**Brano da leggere:**
==*==

Si può distinguere un testo scientifico scritto da un umano rispetto a quello prodotto dall’intelligenza artificiale?

Questo post potrebbe apparire “fuori-tema” rispetto agli argomenti discussi in questo blog, ma in realtà affronta un problema importante. La diffusione degli strumenti dell’intelligenza artificiale generativa (ChatGPT ed altri sistemi simili) rischia di inondare le riviste scientifiche di pubblicazioni apparentemente “normali“, ma che di fatto sono fuori dal controllo di coloro che se ne dichiarano (falsamente) autori. L’intelligenza artificiale è da lungo tempo utilizzata nei laboratori di ricerca per analizzare dati scientifici di particolare complessità e non va demonizzata. Tuttavia se la “creatività” dell’intelligenza artificiale fosse utilizzata per “inventare” dati sperimentali plausibili ma in realtà inesistenti si metterebbero in discussione le basi stesse del metodo scientifico.

==*==

**Record forniti:**
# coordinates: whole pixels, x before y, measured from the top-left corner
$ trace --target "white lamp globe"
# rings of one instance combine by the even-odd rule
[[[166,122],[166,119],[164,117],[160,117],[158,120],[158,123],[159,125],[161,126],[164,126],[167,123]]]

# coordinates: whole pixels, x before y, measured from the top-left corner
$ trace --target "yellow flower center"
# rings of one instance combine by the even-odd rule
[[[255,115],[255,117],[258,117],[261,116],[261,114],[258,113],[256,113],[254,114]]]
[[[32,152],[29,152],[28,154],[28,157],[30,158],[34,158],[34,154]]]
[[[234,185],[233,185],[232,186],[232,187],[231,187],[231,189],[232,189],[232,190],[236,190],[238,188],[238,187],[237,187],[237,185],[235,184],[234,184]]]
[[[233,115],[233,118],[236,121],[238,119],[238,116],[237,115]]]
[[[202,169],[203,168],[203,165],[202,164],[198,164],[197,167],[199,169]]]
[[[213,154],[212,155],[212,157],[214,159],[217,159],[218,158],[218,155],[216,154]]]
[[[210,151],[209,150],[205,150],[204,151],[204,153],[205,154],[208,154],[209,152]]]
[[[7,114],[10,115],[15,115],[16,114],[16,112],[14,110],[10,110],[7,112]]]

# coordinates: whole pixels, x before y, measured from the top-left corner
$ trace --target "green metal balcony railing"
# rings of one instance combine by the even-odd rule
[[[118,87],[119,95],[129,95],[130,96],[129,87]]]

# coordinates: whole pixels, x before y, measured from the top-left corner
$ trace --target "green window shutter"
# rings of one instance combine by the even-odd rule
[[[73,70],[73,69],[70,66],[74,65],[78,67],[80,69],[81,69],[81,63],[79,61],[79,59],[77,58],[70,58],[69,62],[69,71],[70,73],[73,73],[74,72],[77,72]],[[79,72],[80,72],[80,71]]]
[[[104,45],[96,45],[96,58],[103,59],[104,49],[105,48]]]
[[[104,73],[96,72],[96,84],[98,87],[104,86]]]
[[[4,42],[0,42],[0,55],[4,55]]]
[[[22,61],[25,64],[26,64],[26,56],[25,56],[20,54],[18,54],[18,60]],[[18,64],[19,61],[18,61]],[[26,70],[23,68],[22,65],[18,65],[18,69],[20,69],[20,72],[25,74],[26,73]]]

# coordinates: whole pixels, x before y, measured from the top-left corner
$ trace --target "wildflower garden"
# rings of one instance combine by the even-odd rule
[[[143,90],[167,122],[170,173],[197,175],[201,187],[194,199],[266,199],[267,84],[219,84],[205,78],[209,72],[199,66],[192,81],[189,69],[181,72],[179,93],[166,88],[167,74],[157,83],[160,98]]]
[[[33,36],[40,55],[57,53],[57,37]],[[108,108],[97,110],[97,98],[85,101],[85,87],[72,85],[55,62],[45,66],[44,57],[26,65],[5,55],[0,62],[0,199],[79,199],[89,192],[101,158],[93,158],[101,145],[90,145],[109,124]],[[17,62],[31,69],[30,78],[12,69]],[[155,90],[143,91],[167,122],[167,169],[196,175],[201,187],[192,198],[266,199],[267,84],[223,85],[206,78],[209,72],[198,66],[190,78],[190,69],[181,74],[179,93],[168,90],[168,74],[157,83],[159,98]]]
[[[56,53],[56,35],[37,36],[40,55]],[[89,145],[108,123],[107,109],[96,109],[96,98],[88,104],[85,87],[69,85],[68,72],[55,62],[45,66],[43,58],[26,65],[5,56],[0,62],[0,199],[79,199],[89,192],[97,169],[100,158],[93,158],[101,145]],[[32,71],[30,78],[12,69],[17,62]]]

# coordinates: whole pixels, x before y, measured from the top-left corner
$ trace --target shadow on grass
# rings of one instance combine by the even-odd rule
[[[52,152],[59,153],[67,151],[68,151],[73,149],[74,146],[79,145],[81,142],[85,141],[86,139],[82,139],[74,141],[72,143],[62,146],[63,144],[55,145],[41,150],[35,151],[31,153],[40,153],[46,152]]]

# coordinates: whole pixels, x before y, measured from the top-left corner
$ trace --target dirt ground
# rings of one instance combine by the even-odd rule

==*==

**Scopo del compito:** Ricopia per intero, senza alcuna modifica, il brano sui testi scientifici scritti dall'intelligenza artificiale.

**Risposta al compito:**
Si può distinguere un testo scientifico scritto da un umano rispetto a quello prodotto dall’intelligenza artificiale?

Questo post potrebbe apparire “fuori-tema” rispetto agli argomenti discussi in questo blog, ma in realtà affronta un problema importante. La diffusione degli strumenti dell’intelligenza artificiale generativa (ChatGPT ed altri sistemi simili) rischia di inondare le riviste scientifiche di pubblicazioni apparentemente “normali“, ma che di fatto sono fuori dal controllo di coloro che se ne dichiarano (falsamente) autori. L’intelligenza artificiale è da lungo tempo utilizzata nei laboratori di ricerca per analizzare dati scientifici di particolare complessità e non va demonizzata. Tuttavia se la “creatività” dell’intelligenza artificiale fosse utilizzata per “inventare” dati sperimentali plausibili ma in realtà inesistenti si metterebbero in discussione le basi stesse del metodo scientifico.